Friday, July 8, 2011

Bible Stories 016

The first human (and penis!) in the strip. The design of the characters is similar to those in my "Carrie" comic, maybe even more basic and less stylized here. They're slightly fancy stick figures, which I wanted to be easy to manipulate.

I knew Adam and Eve would be naked, but I chose to just draw clothes-less sticks rather than accentuating naughty bits--unless, of course, those bits are needed, as in this case.

Adam is black, naturally, so he gets the appropriate skin color and hair. Throughout the strip, the skin color is different for every character. (Very few are identical.) Most of the time, the color is meaningless, but sometimes it has a purpose. I do try to mirror actual human skin colors.

Although Adam is human, I wanted him to have some pre-human features, too (the Son is calling him a "cave man"), mostly in the arms.

I considered using translations of the names of the characters throughout the strip rather than the proper names themselves, since most Hebrew names can be translated into words. Adam can be translated to both "man/mankind" or "earth/ground." Eve is "life." Though I still think it would be a good idea for a translation of the Bible, since it would make the stories make more sense and -- in this case -- would demonstrate the allegorical nature of the Eden (which translates to "delight" or "plain") story more apparent, in the end I decided to stick with the names themselves, which is how we know these characters. When spellings varied, I used the ones given by the New Revised Standard Version (my translation of choice, though the KJV is my artistic favorite).

DATA EXTRACT →
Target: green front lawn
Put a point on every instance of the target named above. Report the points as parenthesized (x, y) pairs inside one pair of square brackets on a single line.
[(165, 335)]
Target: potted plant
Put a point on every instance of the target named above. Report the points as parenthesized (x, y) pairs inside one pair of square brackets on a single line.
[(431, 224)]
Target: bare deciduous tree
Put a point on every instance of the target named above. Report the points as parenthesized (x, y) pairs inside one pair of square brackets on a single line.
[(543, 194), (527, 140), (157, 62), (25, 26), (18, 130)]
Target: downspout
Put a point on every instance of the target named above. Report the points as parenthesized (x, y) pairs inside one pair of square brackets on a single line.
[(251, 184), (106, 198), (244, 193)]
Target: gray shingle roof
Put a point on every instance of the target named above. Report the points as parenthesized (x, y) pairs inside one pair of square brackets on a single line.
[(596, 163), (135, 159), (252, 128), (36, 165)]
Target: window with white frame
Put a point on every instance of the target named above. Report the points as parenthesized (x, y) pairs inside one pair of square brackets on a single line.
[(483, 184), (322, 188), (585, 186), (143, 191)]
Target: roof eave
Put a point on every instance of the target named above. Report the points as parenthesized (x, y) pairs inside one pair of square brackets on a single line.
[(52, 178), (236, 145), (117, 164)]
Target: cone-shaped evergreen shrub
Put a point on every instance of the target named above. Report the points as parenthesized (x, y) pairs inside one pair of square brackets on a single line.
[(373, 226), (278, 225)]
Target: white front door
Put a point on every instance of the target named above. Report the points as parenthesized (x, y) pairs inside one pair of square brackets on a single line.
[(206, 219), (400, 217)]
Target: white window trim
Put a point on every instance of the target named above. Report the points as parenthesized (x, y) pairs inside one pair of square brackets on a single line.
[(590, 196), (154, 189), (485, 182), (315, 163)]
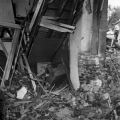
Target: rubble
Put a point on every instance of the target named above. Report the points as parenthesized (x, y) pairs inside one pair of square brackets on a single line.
[(97, 99)]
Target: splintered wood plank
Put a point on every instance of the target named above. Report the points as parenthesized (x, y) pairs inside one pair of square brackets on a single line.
[(10, 57), (60, 27), (11, 25), (35, 14), (29, 71), (31, 75), (3, 47), (6, 11)]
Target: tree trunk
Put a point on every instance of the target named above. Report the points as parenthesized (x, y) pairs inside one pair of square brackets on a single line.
[(80, 42), (89, 37)]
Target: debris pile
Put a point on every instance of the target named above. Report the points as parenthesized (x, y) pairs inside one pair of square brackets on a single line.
[(97, 99)]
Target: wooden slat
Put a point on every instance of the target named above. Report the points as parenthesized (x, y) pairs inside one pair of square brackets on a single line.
[(29, 71), (52, 21), (17, 55), (11, 25), (35, 14), (3, 47), (56, 26), (10, 58)]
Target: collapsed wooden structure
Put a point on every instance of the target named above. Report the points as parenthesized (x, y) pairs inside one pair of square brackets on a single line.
[(83, 33)]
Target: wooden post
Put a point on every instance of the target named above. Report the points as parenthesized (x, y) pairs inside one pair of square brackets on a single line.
[(80, 41), (103, 29), (10, 57)]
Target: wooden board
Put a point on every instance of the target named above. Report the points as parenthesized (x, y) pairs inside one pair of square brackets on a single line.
[(6, 11), (10, 57)]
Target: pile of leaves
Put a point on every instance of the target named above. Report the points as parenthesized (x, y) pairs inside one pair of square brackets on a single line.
[(97, 99)]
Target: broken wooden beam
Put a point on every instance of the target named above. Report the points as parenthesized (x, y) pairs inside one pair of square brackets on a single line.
[(60, 27), (35, 14), (11, 25), (3, 47), (10, 58)]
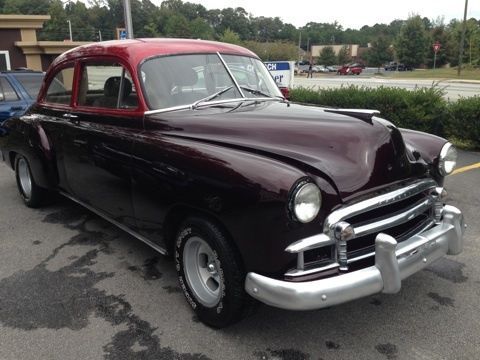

TASK →
In the blog post, which Bible translation was used for name spellings when they varied? The material after the blog post is separate from it.

ANSWER TO THE PROBLEM →
The New Revised Standard Version.